SUPPLIED TEXT: Begin

Posts tagged diagnosed at one year of age with type 1 diabetes

When Sugar Was As Sweet As My Baby.

While speaking to my dear friend, Janek, a very old photo came into my field of vision. It suddenly hit me as to why I couldn’t stop staring at it. It’s one of “those” photos where relatives and friends shake their head in disbelief and exclaim, “But..but..he just looked so..healthy!!!”

Yeah, well..looks can be deceiving.

The day this photo was taken…Lance, his Dad and I were in New Farm, enjoying a day of exploring the plethora of incredibly original and funky stores that Upper Brunswick Street is infamous for. This photo was taken at a cafe by Scott, who couldn’t resist taking a snap of our gorgeous baby. We’d just had a fabulous lunch after a blissful morning of shopping in Sunny Brisbane.

( It dawned on me that I can barelyremember what it’s like to sit down and have lunch without worrying if Lance had consumed enough carbohydrates to match the insulin already injected into his body hours earlier. I can’t remember eating a meal without giving most or all of my food containing carbs to Lance, in a desperate attempt to lessen the chance of a massive hypo in the middle of a city.)

 Food, Insulin, Nutritional panels…my brain is an entanglement of numbers and percentages, with a twist of fear and uncertainty intertwining through more numbers, and more percentages.  

However, in this photo, Lance was only seven, almost eight months old. I treasure this image. It was when Scott, Lance and I were a tight-knit family. No Diabetes, no mysterious symptoms present, just joyous times each and everyday. I used to long for Lance to wake up, I loved his company so much.

I remember other diners’ catching a glimpse of Lance, (who had just woken from a nap) and they simply couldn’t look away. That had always been the way with my baby-you had no choice but to be fixated by his huge smile and natural charisma that was already evident, even at such a tender age.

SUPPLIED TEXT: End
MATERIAL SHOWN: Begin

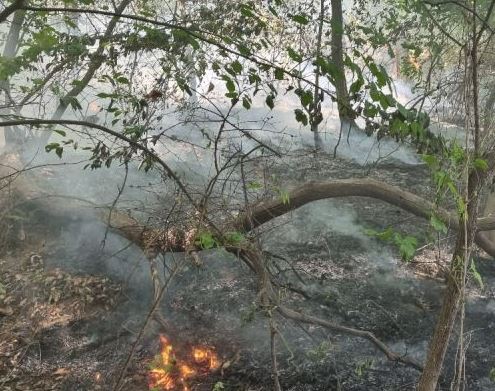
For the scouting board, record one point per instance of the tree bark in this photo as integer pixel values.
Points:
(337, 30)
(13, 136)
(97, 59)
(453, 293)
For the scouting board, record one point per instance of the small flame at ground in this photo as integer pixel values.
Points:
(169, 373)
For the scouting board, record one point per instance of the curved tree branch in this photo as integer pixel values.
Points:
(314, 191)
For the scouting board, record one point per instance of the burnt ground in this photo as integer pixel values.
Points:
(72, 309)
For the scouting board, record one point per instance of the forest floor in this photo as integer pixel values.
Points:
(70, 310)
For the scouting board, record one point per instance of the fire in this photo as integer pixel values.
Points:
(170, 373)
(206, 356)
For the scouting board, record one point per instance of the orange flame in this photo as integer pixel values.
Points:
(206, 356)
(169, 373)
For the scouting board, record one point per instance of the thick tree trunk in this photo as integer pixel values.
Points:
(97, 59)
(13, 135)
(342, 93)
(453, 294)
(315, 115)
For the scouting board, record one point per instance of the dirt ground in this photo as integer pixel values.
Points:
(70, 309)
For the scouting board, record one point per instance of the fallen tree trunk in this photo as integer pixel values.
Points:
(313, 191)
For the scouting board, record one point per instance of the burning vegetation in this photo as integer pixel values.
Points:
(168, 371)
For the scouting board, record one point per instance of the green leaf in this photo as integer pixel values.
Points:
(438, 225)
(254, 186)
(407, 246)
(234, 238)
(246, 102)
(270, 101)
(61, 132)
(236, 67)
(301, 19)
(301, 117)
(279, 74)
(480, 164)
(294, 55)
(206, 241)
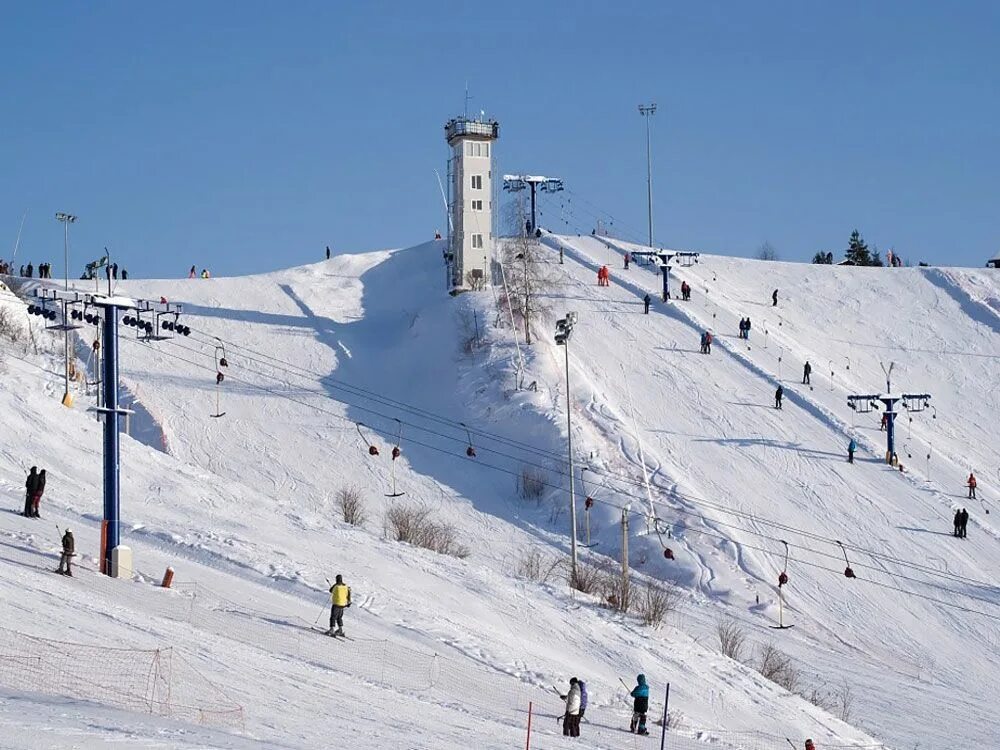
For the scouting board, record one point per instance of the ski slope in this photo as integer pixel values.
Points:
(243, 505)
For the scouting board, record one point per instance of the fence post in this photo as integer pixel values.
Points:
(666, 703)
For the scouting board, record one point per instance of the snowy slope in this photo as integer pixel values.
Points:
(243, 506)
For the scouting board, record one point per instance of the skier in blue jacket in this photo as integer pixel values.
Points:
(640, 705)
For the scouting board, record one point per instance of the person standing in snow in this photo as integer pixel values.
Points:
(69, 549)
(571, 718)
(640, 706)
(30, 488)
(340, 599)
(39, 489)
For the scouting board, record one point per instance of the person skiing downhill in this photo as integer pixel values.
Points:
(571, 718)
(640, 705)
(38, 494)
(340, 599)
(69, 550)
(30, 488)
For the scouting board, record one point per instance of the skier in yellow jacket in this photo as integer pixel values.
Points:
(340, 599)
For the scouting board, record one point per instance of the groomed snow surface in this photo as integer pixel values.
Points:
(447, 652)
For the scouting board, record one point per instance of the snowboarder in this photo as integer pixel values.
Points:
(571, 718)
(340, 599)
(69, 550)
(38, 494)
(30, 488)
(640, 705)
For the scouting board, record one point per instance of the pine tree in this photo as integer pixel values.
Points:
(857, 250)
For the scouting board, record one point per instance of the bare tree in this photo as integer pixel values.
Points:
(526, 269)
(767, 251)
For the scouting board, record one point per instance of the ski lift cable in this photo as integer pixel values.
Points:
(559, 488)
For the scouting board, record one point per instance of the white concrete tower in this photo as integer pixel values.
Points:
(470, 200)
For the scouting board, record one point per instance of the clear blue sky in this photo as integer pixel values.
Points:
(247, 136)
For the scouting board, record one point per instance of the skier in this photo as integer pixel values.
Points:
(69, 550)
(571, 718)
(30, 488)
(640, 706)
(340, 599)
(40, 488)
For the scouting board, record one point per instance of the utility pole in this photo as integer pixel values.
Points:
(66, 219)
(647, 111)
(564, 328)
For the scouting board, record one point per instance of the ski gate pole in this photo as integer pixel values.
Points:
(666, 703)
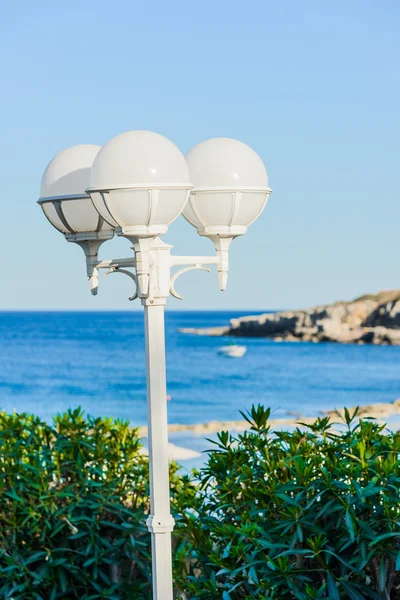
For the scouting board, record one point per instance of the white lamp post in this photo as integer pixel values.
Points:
(136, 185)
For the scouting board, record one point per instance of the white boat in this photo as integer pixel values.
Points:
(233, 351)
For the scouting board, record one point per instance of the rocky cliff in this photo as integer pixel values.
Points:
(370, 319)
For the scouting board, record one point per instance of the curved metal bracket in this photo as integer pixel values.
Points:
(181, 272)
(125, 272)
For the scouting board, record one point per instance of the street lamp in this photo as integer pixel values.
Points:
(136, 185)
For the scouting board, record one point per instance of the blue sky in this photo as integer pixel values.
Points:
(312, 86)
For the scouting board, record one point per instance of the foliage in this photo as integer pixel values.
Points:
(73, 502)
(307, 514)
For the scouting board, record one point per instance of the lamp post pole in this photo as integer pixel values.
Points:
(160, 521)
(136, 185)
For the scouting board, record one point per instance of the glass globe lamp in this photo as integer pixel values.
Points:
(139, 183)
(63, 198)
(230, 187)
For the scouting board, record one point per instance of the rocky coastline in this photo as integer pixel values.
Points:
(370, 319)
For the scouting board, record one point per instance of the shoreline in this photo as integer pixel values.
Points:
(381, 411)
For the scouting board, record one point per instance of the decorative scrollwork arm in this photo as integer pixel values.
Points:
(125, 272)
(179, 273)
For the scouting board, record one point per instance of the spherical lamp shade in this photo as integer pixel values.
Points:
(230, 187)
(139, 183)
(63, 198)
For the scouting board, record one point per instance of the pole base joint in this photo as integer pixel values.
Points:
(160, 525)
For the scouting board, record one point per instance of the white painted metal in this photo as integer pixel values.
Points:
(140, 183)
(160, 521)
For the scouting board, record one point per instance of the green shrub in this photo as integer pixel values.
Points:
(308, 514)
(73, 503)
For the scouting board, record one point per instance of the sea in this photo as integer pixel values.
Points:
(52, 361)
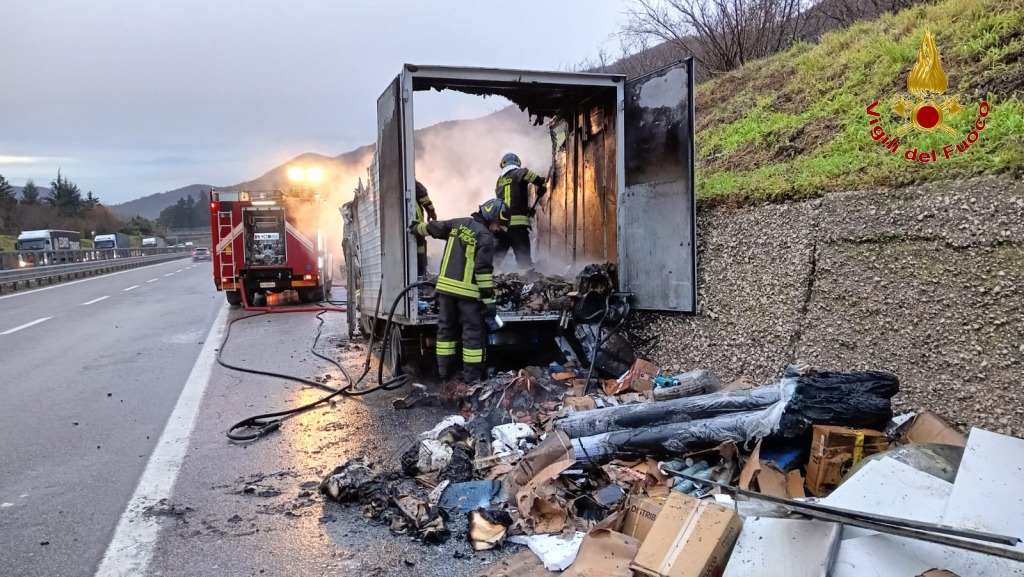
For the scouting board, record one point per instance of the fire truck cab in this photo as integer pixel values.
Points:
(269, 242)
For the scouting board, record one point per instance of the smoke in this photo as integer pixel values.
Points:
(458, 162)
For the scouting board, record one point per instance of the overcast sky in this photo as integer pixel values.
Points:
(138, 96)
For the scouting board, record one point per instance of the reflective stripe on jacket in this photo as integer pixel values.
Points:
(512, 188)
(467, 265)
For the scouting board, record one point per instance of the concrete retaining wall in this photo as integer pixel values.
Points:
(925, 282)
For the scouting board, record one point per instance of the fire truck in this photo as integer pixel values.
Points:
(268, 242)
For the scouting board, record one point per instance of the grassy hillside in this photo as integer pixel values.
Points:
(795, 125)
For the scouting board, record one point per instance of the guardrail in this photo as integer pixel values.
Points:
(34, 258)
(92, 262)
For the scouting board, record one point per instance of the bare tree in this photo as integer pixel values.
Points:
(720, 34)
(845, 12)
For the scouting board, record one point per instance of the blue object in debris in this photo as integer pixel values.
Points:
(665, 381)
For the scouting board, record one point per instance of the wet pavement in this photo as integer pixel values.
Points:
(255, 508)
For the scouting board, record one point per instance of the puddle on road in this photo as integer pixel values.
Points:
(187, 337)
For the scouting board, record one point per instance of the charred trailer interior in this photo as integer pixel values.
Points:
(264, 235)
(621, 191)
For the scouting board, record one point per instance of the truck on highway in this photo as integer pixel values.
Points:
(114, 241)
(47, 247)
(621, 190)
(269, 242)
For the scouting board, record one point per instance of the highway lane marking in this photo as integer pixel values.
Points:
(94, 300)
(27, 325)
(82, 280)
(135, 537)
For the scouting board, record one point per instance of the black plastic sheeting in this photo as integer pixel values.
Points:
(858, 400)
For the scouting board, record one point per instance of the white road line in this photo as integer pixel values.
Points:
(94, 300)
(27, 325)
(23, 293)
(135, 536)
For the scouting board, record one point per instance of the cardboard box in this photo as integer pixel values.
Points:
(835, 450)
(690, 538)
(929, 427)
(640, 516)
(639, 378)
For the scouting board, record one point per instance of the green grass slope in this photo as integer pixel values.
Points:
(795, 125)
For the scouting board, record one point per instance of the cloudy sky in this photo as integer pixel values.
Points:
(132, 97)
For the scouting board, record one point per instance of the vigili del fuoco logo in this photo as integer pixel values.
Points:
(926, 109)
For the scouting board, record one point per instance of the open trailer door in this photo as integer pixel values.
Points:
(656, 216)
(391, 191)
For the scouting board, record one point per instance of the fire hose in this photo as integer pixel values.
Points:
(256, 426)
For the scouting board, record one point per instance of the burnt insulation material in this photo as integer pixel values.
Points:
(460, 468)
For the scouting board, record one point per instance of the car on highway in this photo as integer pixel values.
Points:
(202, 253)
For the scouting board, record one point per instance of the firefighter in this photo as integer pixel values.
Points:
(512, 189)
(423, 205)
(465, 285)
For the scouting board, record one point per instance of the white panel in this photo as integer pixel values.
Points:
(790, 547)
(893, 489)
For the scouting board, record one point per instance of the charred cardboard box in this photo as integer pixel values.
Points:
(689, 538)
(929, 427)
(640, 516)
(639, 378)
(835, 450)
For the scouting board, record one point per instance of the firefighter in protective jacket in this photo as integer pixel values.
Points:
(424, 207)
(513, 190)
(466, 285)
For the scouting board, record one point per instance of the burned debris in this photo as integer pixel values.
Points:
(600, 460)
(693, 483)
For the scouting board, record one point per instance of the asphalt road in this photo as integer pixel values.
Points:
(89, 373)
(128, 359)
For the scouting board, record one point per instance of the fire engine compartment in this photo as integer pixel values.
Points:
(263, 236)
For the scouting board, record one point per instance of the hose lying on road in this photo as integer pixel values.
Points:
(256, 426)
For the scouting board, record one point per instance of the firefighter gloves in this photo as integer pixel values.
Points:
(418, 229)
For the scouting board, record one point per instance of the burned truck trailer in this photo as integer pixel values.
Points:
(268, 242)
(621, 190)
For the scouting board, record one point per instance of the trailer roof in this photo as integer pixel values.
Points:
(541, 93)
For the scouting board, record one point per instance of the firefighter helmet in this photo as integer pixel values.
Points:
(510, 158)
(495, 210)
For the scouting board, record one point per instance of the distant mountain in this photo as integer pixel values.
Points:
(457, 160)
(151, 206)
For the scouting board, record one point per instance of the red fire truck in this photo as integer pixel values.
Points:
(269, 242)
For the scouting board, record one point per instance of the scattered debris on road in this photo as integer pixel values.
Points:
(679, 484)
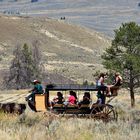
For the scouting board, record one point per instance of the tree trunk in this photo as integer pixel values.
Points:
(132, 98)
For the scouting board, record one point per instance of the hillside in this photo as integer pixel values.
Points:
(101, 15)
(69, 50)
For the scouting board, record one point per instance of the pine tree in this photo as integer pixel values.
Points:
(23, 68)
(124, 56)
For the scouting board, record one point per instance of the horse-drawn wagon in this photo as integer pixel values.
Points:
(93, 110)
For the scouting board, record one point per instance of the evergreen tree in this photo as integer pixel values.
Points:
(23, 69)
(124, 56)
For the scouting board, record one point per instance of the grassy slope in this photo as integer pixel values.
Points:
(67, 49)
(34, 126)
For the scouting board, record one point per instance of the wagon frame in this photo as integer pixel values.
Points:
(105, 112)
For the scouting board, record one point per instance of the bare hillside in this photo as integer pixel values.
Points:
(69, 50)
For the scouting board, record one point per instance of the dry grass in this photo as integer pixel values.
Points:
(34, 126)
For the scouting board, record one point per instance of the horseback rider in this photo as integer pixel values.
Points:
(38, 89)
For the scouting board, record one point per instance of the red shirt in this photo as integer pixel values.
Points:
(72, 99)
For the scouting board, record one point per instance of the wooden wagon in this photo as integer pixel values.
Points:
(103, 111)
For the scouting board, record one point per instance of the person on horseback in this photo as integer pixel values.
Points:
(38, 89)
(116, 84)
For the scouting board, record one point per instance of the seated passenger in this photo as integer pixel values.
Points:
(100, 98)
(86, 99)
(58, 100)
(74, 94)
(100, 82)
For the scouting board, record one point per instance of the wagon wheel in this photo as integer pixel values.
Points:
(104, 112)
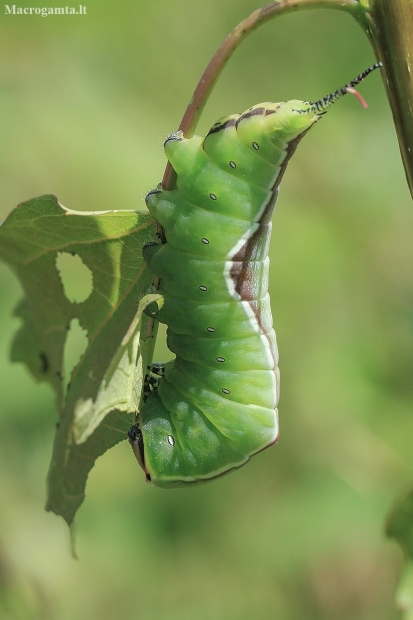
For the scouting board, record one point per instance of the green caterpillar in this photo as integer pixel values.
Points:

MATERIAL SHOWN: End

From the post about the old family photo, extract the passage starting with "The day this" and going on through "in Sunny Brisbane.".

The day this photo was taken…Lance, his Dad and I were in New Farm, enjoying a day of exploring the plethora of incredibly original and funky stores that Upper Brunswick Street is infamous for. This photo was taken at a cafe by Scott, who couldn’t resist taking a snap of our gorgeous baby. We’d just had a fabulous lunch after a blissful morning of shopping in Sunny Brisbane.